[Pointing records]

▼

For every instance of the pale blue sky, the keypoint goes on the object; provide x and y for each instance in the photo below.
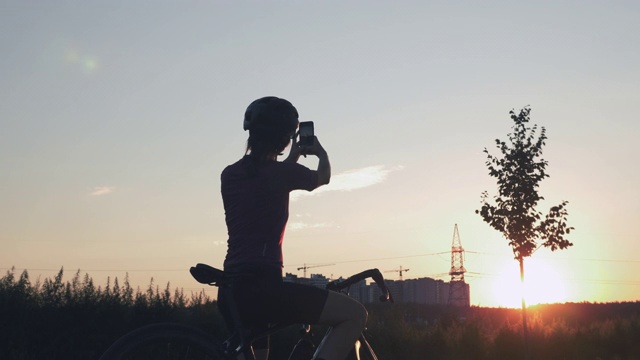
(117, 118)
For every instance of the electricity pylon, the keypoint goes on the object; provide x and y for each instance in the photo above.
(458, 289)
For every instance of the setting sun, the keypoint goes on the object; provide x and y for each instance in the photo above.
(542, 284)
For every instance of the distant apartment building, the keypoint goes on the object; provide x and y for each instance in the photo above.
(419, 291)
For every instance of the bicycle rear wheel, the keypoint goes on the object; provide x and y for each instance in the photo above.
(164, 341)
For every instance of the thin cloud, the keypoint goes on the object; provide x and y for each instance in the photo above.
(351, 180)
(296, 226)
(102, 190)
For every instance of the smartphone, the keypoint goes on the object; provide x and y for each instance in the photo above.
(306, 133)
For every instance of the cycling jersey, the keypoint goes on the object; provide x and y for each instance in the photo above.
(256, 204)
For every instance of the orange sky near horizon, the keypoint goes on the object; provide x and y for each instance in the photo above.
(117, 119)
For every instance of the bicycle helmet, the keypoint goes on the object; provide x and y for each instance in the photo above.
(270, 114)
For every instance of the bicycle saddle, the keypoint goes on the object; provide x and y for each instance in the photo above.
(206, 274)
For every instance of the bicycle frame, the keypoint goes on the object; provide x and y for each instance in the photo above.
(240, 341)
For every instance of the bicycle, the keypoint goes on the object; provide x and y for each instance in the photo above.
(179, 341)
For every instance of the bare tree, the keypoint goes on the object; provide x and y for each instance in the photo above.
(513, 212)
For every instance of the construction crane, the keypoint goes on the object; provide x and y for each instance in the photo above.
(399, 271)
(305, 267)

▲

Give the records as a two-column CSV with the header columns "text" and "answer", running from the line that contains "For every instance of the bicycle helmet, the" through the end of the records. Write one row per record, with its text and its answer each in a single quoted field and any line breaks replaced by spaces.

Result
text,answer
"For every instance of the bicycle helmet, the keypoint goes on the object; provide x and y for each instance in the photo above.","(270, 114)"
"For every instance of the bicycle saddle, the keypoint goes on the object; provide x and y for each instance in the photo above.","(206, 274)"
"For every instance of the bicycle frame, the keypoint goes on the object; provide x and y for each instance in the photo above.","(240, 341)"
"For every instance of the bicycle, the keypoint goes on the object; provide x and y for each instance in the photo above.","(179, 341)"
"For every instance of the bare tree, the keypoint goes on the object; provide x and y for each instance in the photo above.","(513, 212)"
"For every instance of the construction crane, the keypoint goes on the object; provide x and y for each instance in the photo above.","(399, 271) (305, 267)"